* **Information shown**
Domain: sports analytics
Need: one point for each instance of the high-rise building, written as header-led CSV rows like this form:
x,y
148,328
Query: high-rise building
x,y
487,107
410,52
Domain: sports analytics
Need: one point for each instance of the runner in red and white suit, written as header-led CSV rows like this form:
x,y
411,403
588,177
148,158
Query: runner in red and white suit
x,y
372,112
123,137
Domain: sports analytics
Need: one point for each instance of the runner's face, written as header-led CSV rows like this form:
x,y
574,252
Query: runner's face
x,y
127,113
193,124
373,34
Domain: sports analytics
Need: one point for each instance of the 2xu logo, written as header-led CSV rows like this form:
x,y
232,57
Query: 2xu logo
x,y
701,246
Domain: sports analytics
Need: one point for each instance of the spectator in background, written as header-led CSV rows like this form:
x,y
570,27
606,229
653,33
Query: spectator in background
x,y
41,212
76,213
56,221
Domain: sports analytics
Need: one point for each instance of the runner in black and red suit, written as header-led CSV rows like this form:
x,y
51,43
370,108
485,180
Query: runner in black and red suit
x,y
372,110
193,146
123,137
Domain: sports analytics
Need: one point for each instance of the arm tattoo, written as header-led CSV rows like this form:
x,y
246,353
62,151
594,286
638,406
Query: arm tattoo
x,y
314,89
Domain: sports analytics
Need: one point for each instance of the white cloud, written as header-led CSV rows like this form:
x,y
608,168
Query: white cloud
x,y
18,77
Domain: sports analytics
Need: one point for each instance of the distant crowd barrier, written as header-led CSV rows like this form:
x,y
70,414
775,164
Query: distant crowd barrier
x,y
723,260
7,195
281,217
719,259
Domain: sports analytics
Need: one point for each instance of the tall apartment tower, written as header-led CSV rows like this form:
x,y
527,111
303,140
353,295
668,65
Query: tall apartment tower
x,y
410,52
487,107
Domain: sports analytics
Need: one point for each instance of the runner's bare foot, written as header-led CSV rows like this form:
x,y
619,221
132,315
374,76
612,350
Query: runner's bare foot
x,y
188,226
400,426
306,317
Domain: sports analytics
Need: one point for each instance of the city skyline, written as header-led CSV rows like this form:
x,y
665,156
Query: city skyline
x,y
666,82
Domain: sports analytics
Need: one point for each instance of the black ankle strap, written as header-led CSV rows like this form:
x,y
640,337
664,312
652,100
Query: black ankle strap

* **Exercise goal**
Extract all of the material exactly as it is written.

* **Reply to the exercise**
Domain: sports analytics
Need: one point for each instance of the high-rise building, written as header-led CSV rows like this form:
x,y
148,328
Query: high-rise building
x,y
487,107
410,52
Domain: sports analytics
Need: one point for each instance of the runner in red and white suit, written as header-led CSV rows like this form:
x,y
411,403
588,177
148,158
Query: runner in red and white suit
x,y
372,112
123,137
Domain: sports analytics
Need: one point for each instance of the runner's face, written as header-led CSV rows like this form:
x,y
574,252
Query: runner's face
x,y
127,113
193,124
373,34
Domain: sports analytics
Need: one point for each instance of the 2xu logo, written as header-led CSV rows like this form:
x,y
232,57
Query: 2xu logo
x,y
701,246
Domain: sports analytics
Need: one point for each instance of the spectator in background, written as header-led CSV rows like this form:
x,y
570,27
606,229
653,33
Query: spectator in background
x,y
41,212
76,213
56,221
Domain: sports analytics
Need: one point for each instance of the runner in black and red suit, written as header-led CSV rows like this form:
x,y
51,43
370,108
485,180
Query: runner in black and red suit
x,y
372,110
193,146
123,137
Domain: sports analytics
Need: one point for each instance of the arm tattoo, written as header-led CSV rows like this form:
x,y
246,353
62,151
594,286
638,406
Query: arm tattoo
x,y
314,89
Domain: sports analytics
Need: one point for each instance of the white cloud, written as header-led CSV rows like this form:
x,y
608,168
Query: white cloud
x,y
18,77
Domain: sports analytics
Need: one point for each instance of the distant crowd barrier, written as header-led CSV rows like this form:
x,y
70,414
775,164
Query: distant crowd barrier
x,y
723,260
7,195
281,217
719,259
Domain: sports analytics
Need: one point for each instance of the tall apartment tower, written as header-led CSV rows like this form:
x,y
527,111
303,140
353,295
668,65
Query: tall apartment tower
x,y
410,52
487,107
Domain: sports analytics
Need: one point for each instance of the runner's bare foot, written as header-led CSV rows like this form:
x,y
619,221
132,315
374,76
612,350
Query: runner's bare foot
x,y
188,226
400,426
306,317
Domain: sports analytics
Need: one point for each instance of the city skyline, written as header-led CSV rows like this form:
x,y
665,156
Query: city skyline
x,y
666,82
Domain: sports analytics
Need: one point for each instance of the black ankle strap, written as header-led CSV rows like this form:
x,y
640,337
664,312
652,100
Query: black ankle strap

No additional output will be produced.